* FRAGMENTO:

Hace pocos días, nos encontramos en el Mamá Inés (nuestro habitual lugar
de reunión, nuestro refugio, nuestra puesta al día con los avatares
sentimentales de Santi, el simpático y dicharachero encargado –quien tiene
loquito a medio barrio, o más, pero sigue enamorado de la persona equivocada y,
aunque es consciente de ello, no logra soltar las amarras-, nuestro escenario
para tertulias llenas de risas –y para discusiones de altura, que no todo son
frivolidades-) con Miguel Losada, mi añorado compañero de radio y televisión,
uno de los pocos con los que podía hablar sobre cine de verdad (no importaba el
papel que nos tocase representar por imposición de ese infame al que recordaba
el otro día), poeta e investigador, cinéfilo desde la cuna, una de esas
personas que no ha perdido el entusiasmo ni las ganas por experimentar como
espectador, quien a pesar de la mucha morralla a la que teníamos que
enfrentarnos en nuestra tarea cotidiana de repasar la cartelera (y de algunos
escaqueos gloriosos, todo hay que decirlo) la asumía con interés y oficio,
sabiendo argumentar y exponer sus impresiones, con un conocimiento casi
enciclopédico de cualquier cosa que en algún lugar hubiese sido proyectada en
una pantalla. Y aunque fue una conversación rápida, de apenas unos minutos (en
los que tuvo tiempo de alabar la escritura de Pablo en 24 horas de un periodista desesperado –y Miguel no es de los que
regala elogios: con permanecer callado resulta elocuente), el cine ocupó gran
parte de las palabras que cruzamos, que si ve Madres de película en cualquier librería por la que pasa, que si ya
estamos con un nuevo proyecto, que si él también anda envuelto en otros (y
retrasando sine die su esperadísimo estudio sobre el musical), que si tal que
si cual. Porque, entre otras cosas, Migueliño (como me gusta llamarle) es
editor de libros que buscan celebrar y compartir esa bendita afición que es la
cinefilia y no hace demasiado pidió nuestro concurso para un volumen que tituló
Vivir el cine. 120 películas que no podrás
olvidar, en el que un buen número de personas relacionadas con el séptimo
arte o amantes del mismo seleccionaba las 25 cintas por las que no puede dejar
de consumirlo; por esas cosas que me suceden con la informática, no sé dónde
diablos puse mi lista, pero recuerdo que no faltaban Lo que el viento se llevó (1939) –la amé antes de verla por lo que
me contaba la tía Carmen, porque Chari, la peluquera de las mujeres de la
familia, me prestó el libro, porque la vi en pantalla grande en los Cines Madrid
con los tíos y le rendí pleitesía desde el primer fotograma-, Sonrisas y lágrimas (1965) –también la
vi a todo tren, en el Palacio del Progreso (hoy Teatro Nuevo Apolo), al que
acudimos en plan excursión (mis hermanos, los hijos de una de las señoras a
cuya casa iba a limpiar la tía Carmen, mis primos, mi abuela), causa primordial
de que adore el musical como lo sigo haciendo- o La vida es bella (1999) –pocas veces he entrado a la sala con una
idea preconcebida y he salido pensando lo contrario con tanta contundencia:
¿quién iba a pensar que el pasayesco Roberto Benigni me conmovería de esa
manera?-.

* MATERIAL PROPORCIONADO:
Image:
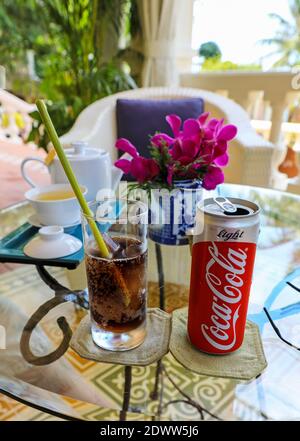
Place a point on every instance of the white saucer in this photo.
(34, 221)
(51, 243)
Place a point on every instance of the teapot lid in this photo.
(80, 150)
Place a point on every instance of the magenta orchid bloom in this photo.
(197, 150)
(142, 169)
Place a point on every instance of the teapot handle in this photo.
(23, 169)
(116, 173)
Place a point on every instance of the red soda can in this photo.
(222, 265)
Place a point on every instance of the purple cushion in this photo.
(137, 119)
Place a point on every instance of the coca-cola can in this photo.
(222, 266)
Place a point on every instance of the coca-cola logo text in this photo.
(223, 277)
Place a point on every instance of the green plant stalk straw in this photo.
(42, 108)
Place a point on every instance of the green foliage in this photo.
(209, 50)
(287, 38)
(76, 48)
(215, 64)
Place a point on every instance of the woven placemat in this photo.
(244, 364)
(155, 346)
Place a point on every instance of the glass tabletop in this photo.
(75, 388)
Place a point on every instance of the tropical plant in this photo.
(287, 38)
(76, 43)
(210, 49)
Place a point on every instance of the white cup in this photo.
(60, 212)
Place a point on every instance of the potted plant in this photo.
(182, 165)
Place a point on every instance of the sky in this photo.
(237, 26)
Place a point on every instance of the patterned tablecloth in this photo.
(76, 388)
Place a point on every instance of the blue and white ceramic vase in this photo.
(172, 213)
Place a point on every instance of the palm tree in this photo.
(287, 38)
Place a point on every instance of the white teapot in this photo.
(92, 167)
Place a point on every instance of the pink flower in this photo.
(142, 169)
(196, 150)
(213, 177)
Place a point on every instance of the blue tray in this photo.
(12, 245)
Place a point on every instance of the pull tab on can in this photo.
(225, 204)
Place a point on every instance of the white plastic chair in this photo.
(251, 157)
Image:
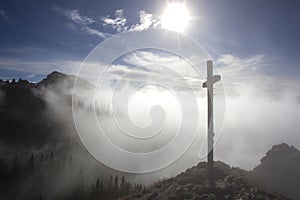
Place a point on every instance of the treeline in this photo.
(41, 173)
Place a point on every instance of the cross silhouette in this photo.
(211, 79)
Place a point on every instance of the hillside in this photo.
(279, 171)
(192, 184)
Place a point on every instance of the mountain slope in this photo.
(279, 171)
(193, 184)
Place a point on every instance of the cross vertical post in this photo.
(211, 79)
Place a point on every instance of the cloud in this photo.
(118, 22)
(74, 15)
(147, 20)
(80, 20)
(92, 31)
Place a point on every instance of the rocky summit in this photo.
(192, 184)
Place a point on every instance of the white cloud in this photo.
(75, 16)
(92, 31)
(147, 20)
(118, 22)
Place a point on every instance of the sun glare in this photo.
(175, 17)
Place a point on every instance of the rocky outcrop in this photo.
(193, 184)
(279, 171)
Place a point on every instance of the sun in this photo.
(175, 17)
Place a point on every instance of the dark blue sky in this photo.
(38, 37)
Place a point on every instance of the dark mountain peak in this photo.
(281, 154)
(279, 170)
(193, 184)
(54, 78)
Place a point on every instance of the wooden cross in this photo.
(211, 79)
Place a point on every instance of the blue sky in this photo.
(38, 37)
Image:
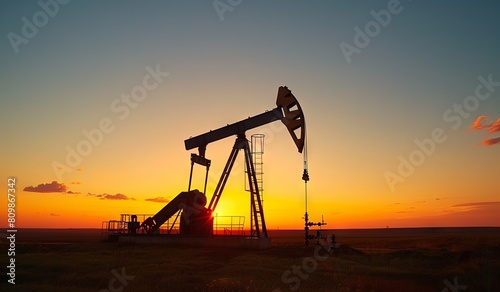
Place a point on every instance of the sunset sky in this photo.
(401, 101)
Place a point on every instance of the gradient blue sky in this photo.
(361, 116)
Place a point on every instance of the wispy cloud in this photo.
(117, 196)
(158, 200)
(491, 141)
(476, 204)
(483, 123)
(53, 187)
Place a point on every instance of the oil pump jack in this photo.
(288, 111)
(199, 219)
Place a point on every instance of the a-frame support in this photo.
(257, 222)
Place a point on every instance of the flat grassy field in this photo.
(421, 259)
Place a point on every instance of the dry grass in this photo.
(371, 262)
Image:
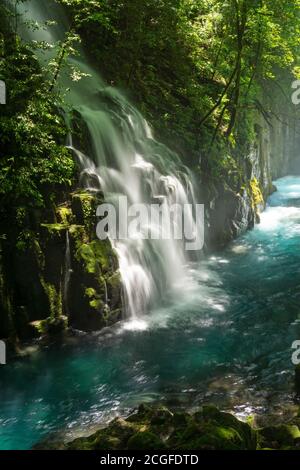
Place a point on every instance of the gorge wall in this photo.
(54, 272)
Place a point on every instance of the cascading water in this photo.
(127, 161)
(68, 270)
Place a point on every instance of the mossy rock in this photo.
(50, 326)
(64, 215)
(145, 440)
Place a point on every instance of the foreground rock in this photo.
(157, 428)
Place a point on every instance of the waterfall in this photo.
(67, 273)
(126, 160)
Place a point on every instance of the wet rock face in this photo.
(156, 428)
(233, 205)
(60, 275)
(231, 216)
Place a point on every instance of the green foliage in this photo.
(198, 69)
(34, 162)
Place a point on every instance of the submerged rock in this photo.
(156, 428)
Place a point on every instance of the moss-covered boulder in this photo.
(157, 428)
(59, 273)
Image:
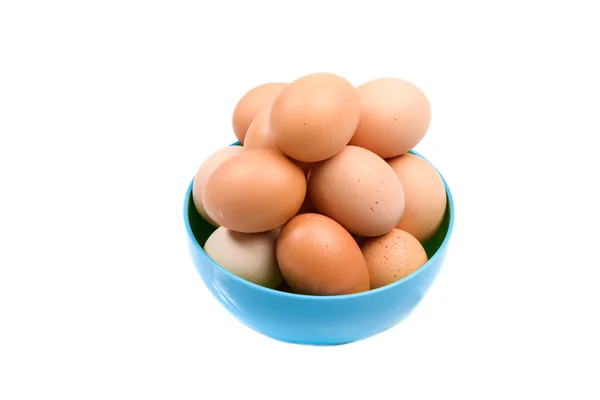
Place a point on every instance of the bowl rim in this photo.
(370, 292)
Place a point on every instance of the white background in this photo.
(107, 108)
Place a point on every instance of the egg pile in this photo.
(323, 197)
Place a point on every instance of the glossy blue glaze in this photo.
(318, 320)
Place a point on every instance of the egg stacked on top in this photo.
(322, 196)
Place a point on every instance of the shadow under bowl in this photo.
(316, 320)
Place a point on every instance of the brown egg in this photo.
(315, 116)
(424, 194)
(256, 191)
(359, 190)
(259, 135)
(317, 256)
(207, 168)
(305, 166)
(250, 105)
(392, 256)
(395, 116)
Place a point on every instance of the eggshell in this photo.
(315, 116)
(395, 116)
(256, 191)
(251, 104)
(259, 135)
(359, 190)
(250, 256)
(204, 171)
(392, 256)
(317, 256)
(284, 287)
(424, 193)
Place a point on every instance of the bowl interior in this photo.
(202, 229)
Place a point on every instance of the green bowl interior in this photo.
(202, 229)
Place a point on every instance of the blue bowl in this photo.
(317, 320)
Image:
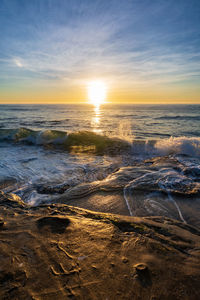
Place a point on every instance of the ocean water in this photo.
(149, 155)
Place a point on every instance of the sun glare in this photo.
(97, 92)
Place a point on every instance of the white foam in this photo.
(179, 145)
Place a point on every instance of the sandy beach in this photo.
(61, 252)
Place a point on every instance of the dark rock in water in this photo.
(56, 224)
(12, 200)
(141, 268)
(6, 181)
(86, 260)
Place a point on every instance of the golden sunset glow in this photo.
(97, 92)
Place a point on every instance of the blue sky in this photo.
(131, 45)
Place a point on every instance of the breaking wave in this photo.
(87, 141)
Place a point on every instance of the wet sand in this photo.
(62, 252)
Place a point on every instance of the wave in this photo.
(87, 141)
(178, 117)
(167, 146)
(82, 141)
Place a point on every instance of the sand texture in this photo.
(61, 252)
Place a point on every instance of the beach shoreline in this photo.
(63, 252)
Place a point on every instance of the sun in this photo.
(97, 92)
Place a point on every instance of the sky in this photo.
(145, 51)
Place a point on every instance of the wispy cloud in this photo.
(133, 43)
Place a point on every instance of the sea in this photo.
(144, 156)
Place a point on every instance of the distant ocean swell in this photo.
(88, 141)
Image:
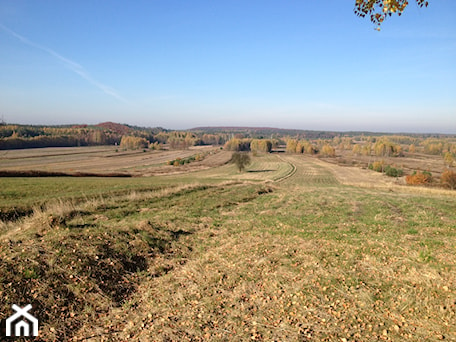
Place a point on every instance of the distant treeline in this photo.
(128, 137)
(233, 138)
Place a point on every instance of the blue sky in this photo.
(180, 64)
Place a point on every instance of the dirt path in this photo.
(312, 170)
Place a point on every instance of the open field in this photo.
(105, 159)
(293, 249)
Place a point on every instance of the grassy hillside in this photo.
(283, 252)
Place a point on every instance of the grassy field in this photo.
(292, 249)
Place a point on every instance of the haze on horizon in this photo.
(293, 64)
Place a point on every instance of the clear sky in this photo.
(303, 64)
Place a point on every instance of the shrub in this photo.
(241, 159)
(393, 172)
(448, 179)
(419, 178)
(328, 151)
(377, 166)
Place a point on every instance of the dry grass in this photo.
(306, 259)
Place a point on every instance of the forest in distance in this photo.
(418, 159)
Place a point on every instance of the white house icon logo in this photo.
(22, 325)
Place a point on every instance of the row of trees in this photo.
(305, 146)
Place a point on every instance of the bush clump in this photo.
(393, 172)
(419, 178)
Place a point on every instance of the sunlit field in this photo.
(291, 249)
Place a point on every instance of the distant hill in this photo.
(268, 131)
(115, 127)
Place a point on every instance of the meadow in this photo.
(292, 249)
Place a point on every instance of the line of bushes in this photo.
(389, 170)
(182, 161)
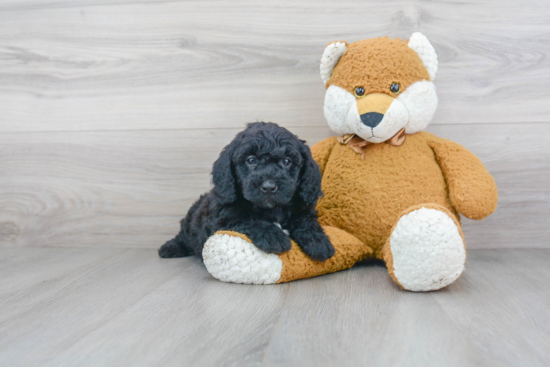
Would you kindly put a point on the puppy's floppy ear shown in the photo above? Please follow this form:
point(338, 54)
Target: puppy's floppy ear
point(225, 185)
point(310, 179)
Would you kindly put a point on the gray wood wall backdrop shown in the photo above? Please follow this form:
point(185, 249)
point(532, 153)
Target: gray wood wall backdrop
point(112, 112)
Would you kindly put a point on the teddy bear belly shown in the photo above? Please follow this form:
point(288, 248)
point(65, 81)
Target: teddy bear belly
point(366, 197)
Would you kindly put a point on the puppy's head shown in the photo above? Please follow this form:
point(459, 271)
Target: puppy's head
point(268, 166)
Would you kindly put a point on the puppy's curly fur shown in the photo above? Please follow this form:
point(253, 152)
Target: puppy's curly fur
point(266, 185)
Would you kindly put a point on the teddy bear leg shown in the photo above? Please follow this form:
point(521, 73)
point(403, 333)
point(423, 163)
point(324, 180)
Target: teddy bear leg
point(425, 251)
point(231, 257)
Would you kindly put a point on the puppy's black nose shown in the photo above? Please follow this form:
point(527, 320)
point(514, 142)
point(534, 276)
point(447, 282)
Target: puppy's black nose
point(269, 187)
point(371, 119)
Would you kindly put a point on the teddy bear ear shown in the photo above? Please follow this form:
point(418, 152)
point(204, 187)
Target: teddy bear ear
point(333, 53)
point(420, 44)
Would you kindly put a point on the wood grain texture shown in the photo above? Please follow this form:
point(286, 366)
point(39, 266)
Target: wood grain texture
point(130, 188)
point(99, 65)
point(129, 307)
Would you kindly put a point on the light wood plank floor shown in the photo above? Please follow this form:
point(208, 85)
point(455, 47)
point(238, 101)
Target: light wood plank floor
point(126, 307)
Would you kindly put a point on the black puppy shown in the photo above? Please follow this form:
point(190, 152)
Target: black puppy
point(266, 185)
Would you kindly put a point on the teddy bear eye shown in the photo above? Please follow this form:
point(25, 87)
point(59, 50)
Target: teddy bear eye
point(394, 88)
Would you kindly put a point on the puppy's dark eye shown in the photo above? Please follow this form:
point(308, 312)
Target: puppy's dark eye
point(394, 88)
point(359, 92)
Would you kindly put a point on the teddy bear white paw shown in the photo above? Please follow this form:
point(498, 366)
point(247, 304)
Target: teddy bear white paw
point(427, 249)
point(235, 260)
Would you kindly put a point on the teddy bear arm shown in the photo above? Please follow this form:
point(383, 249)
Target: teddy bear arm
point(472, 189)
point(321, 152)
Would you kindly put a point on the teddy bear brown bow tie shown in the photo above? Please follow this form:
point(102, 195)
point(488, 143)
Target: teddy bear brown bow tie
point(359, 145)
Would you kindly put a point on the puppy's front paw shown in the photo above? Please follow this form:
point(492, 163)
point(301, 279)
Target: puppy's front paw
point(271, 240)
point(315, 245)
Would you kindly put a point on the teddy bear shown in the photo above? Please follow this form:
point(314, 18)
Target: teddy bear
point(391, 190)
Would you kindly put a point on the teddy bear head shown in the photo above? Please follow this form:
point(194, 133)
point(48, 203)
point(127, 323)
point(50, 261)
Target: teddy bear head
point(377, 87)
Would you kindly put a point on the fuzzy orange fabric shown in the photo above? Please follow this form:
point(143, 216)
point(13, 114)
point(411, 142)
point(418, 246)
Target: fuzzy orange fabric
point(349, 250)
point(395, 62)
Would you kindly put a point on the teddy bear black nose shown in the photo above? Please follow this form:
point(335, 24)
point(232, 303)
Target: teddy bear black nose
point(269, 187)
point(371, 119)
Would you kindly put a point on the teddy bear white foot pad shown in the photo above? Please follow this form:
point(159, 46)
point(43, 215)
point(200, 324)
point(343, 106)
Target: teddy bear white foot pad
point(235, 260)
point(427, 249)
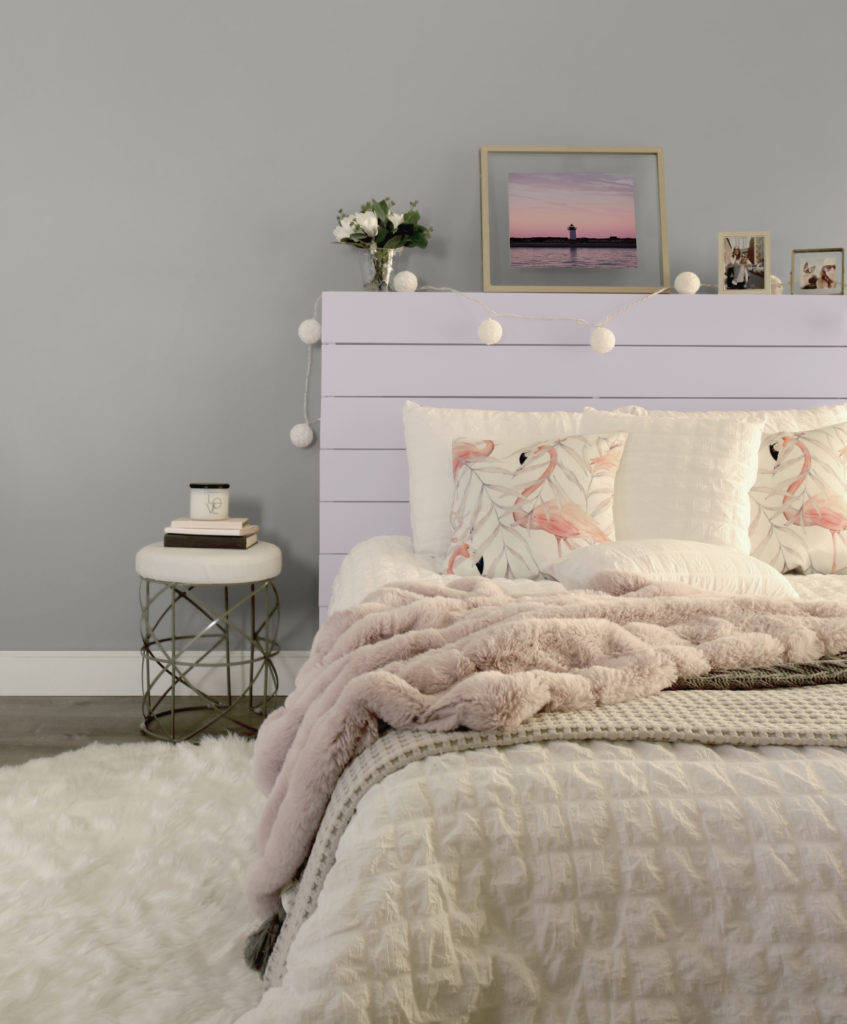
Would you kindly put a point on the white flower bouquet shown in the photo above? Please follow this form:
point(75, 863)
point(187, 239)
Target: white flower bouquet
point(380, 225)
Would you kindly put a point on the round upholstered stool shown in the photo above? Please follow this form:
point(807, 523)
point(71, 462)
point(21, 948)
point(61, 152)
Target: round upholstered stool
point(209, 623)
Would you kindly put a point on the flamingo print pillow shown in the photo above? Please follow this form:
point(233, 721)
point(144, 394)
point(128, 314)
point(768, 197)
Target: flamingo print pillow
point(799, 502)
point(517, 508)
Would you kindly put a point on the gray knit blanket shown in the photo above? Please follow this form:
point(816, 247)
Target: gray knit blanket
point(464, 654)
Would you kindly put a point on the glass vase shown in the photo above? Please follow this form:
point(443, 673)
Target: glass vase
point(377, 267)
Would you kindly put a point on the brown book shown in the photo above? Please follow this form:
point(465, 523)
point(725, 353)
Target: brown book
point(244, 530)
point(207, 540)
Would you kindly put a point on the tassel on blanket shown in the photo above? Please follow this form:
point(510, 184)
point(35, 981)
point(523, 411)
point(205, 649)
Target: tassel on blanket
point(260, 943)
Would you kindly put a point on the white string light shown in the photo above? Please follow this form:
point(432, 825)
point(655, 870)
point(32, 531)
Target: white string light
point(301, 434)
point(491, 330)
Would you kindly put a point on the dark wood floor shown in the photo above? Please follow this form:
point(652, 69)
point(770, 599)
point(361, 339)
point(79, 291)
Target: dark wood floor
point(40, 727)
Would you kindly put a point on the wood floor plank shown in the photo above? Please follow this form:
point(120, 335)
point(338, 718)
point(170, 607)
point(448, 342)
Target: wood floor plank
point(39, 727)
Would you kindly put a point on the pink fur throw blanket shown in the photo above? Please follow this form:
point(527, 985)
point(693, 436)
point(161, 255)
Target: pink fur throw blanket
point(463, 653)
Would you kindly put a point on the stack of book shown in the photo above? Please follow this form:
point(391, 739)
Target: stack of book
point(186, 532)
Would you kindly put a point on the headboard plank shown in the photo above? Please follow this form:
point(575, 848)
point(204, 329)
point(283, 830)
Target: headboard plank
point(673, 351)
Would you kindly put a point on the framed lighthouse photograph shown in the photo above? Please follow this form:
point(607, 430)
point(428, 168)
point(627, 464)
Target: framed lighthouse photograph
point(567, 219)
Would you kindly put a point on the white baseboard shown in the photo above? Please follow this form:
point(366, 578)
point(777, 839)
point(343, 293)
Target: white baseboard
point(111, 673)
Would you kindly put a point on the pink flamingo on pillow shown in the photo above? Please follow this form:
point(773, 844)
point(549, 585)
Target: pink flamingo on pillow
point(565, 521)
point(829, 512)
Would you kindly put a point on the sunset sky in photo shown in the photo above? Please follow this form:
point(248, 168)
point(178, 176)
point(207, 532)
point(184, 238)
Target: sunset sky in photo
point(599, 205)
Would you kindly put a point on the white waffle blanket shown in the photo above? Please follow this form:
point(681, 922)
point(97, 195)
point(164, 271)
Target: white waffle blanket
point(586, 881)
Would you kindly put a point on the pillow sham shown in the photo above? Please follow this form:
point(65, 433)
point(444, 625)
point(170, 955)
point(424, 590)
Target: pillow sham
point(708, 566)
point(517, 507)
point(680, 478)
point(799, 502)
point(770, 420)
point(429, 432)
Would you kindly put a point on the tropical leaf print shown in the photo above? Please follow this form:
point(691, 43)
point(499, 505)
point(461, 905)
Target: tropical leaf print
point(799, 502)
point(518, 508)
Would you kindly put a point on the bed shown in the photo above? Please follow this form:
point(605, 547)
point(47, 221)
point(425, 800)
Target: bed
point(559, 853)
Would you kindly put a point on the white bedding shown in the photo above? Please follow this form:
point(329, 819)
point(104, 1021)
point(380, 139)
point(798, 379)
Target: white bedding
point(380, 560)
point(576, 883)
point(584, 882)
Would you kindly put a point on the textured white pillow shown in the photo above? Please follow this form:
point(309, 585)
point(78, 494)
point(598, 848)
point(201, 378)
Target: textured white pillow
point(705, 565)
point(429, 433)
point(681, 477)
point(799, 503)
point(770, 420)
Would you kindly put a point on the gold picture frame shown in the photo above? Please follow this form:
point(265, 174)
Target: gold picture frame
point(532, 196)
point(744, 263)
point(822, 275)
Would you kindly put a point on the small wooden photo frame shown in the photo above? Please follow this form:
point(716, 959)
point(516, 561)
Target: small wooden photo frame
point(817, 271)
point(744, 262)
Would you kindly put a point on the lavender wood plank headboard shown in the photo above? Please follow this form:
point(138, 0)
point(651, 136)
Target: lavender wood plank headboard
point(673, 351)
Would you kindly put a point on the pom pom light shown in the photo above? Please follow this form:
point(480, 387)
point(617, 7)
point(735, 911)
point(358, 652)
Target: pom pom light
point(301, 435)
point(490, 332)
point(405, 282)
point(686, 283)
point(602, 340)
point(309, 332)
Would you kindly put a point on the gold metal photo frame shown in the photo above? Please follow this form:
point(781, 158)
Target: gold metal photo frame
point(817, 271)
point(574, 219)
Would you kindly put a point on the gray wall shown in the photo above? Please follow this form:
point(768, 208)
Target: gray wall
point(169, 177)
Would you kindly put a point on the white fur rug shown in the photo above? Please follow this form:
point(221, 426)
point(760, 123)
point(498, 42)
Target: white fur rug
point(122, 875)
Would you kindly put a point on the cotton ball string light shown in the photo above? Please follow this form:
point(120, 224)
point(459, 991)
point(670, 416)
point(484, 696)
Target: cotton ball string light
point(490, 332)
point(301, 435)
point(405, 282)
point(602, 340)
point(686, 283)
point(309, 332)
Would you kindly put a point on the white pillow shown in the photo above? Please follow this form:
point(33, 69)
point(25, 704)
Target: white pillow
point(682, 478)
point(515, 507)
point(705, 565)
point(799, 503)
point(429, 433)
point(770, 420)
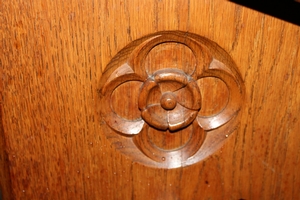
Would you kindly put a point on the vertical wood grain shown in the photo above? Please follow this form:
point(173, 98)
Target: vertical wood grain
point(52, 54)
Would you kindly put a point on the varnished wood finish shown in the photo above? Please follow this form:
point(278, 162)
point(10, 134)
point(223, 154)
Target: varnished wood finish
point(169, 99)
point(52, 57)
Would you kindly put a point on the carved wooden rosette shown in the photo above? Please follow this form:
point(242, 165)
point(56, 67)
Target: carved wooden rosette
point(151, 102)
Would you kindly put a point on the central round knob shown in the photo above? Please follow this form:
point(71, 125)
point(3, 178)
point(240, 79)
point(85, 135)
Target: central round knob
point(168, 101)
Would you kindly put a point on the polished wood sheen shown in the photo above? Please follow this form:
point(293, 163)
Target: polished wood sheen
point(54, 142)
point(169, 99)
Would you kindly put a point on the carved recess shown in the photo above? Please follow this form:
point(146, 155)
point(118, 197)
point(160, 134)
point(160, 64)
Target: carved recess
point(170, 99)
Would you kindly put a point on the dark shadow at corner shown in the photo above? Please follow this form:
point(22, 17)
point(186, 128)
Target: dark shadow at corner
point(287, 10)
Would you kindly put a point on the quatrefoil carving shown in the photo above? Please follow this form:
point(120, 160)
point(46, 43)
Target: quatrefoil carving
point(166, 99)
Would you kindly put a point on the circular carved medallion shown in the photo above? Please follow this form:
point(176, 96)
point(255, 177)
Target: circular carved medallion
point(154, 92)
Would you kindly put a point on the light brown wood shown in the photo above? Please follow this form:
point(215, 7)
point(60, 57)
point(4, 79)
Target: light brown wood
point(53, 56)
point(168, 99)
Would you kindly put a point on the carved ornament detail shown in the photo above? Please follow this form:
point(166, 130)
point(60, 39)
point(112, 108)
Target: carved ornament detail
point(151, 99)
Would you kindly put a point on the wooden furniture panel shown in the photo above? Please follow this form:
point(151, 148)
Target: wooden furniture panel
point(52, 58)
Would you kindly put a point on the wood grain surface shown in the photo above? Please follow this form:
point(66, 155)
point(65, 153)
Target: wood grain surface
point(52, 56)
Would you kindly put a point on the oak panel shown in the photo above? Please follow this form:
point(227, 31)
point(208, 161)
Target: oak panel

* TAREA A REALIZAR:
Resume en dos oraciones el fragmento sobre el encuentro con Miguel Losada.

* RESPUESTA ESCRITA:
Hace pocos días, quien narra se encontró en el Mamá Inés con Miguel Losada, su añorado compañero de radio y televisión, poeta, investigador y cinéfilo, y en esa breve conversación el cine ocupó gran parte de lo que hablaron. Losada, editor de libros que celebran la cinefilia, pidió colaboración para el volumen Vivir el cine. 120 películas que no podrás olvidar, en el que cada participante elegía 25 películas, y quien narra recuerda que en su lista figuraban Lo que el viento se llevó, Sonrisas y lágrimas y La vida es bella.